**TASK TO CARRY OUT**
Can you return each of the following lines unchanged, character for character?

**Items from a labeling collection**
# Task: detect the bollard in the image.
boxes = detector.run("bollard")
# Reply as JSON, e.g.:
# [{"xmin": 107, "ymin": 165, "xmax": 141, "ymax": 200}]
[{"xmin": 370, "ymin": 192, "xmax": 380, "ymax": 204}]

**PROBLEM SOLUTION**
# Task: detect the bollard in the image.
boxes = detector.run("bollard")
# Reply as JSON, e.g.:
# [{"xmin": 107, "ymin": 165, "xmax": 141, "ymax": 200}]
[{"xmin": 370, "ymin": 192, "xmax": 380, "ymax": 204}]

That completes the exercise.